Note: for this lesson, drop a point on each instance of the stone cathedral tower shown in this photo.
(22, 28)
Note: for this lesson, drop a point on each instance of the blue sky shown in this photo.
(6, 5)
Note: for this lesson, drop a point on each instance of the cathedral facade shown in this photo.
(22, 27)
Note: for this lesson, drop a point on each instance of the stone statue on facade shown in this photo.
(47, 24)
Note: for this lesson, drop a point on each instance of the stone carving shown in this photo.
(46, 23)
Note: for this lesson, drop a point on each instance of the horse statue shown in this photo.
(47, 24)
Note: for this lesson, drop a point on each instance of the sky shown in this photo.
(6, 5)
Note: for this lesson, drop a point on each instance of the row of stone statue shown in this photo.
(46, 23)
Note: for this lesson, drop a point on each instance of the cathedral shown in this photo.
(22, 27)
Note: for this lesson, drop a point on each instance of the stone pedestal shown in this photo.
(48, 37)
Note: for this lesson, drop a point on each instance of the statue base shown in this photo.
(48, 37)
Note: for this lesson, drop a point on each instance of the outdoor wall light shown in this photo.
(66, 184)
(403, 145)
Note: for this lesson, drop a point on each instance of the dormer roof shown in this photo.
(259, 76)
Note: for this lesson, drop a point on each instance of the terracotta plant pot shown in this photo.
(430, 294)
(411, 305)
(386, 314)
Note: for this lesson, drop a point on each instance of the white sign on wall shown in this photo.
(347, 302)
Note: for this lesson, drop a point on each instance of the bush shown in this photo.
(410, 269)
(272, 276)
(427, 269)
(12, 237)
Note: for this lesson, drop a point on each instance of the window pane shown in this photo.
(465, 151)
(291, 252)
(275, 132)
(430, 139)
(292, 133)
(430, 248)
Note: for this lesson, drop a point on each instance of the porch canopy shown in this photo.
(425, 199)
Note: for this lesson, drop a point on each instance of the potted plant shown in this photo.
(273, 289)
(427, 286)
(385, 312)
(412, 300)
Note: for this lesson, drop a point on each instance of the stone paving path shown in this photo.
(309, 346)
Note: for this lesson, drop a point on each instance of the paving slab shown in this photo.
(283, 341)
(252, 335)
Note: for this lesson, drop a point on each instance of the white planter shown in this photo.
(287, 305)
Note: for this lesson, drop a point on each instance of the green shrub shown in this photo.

______________________________

» **TRY IT**
Exactly and in full, write out the lines from the one containing "pane shown in this photo." through the end of the listing.

» **EXERCISE OUTPUT**
Note: for this lesson, drop a point on each instance of the window pane shown in this photo.
(465, 151)
(291, 252)
(275, 132)
(430, 139)
(292, 133)
(430, 248)
Note: for this lesson, drop a point on each instance of the porch canopy shown in this photo.
(425, 199)
Note: for this lesson, drop a point on each instance of the potted plant shown in this photo.
(273, 289)
(427, 286)
(385, 312)
(412, 300)
Note: for this lesson, drop a point on each instance of the stone paving path shown in this photo.
(309, 346)
Note: for this lesson, drop a point on each instance of the paving slab shown in this photo.
(283, 341)
(252, 335)
Note: for this lesson, drop a point on each instance of the white planter shown in this photo.
(287, 305)
Note: for this lesson, drop a point on each instance of the green shrub shown in this photo.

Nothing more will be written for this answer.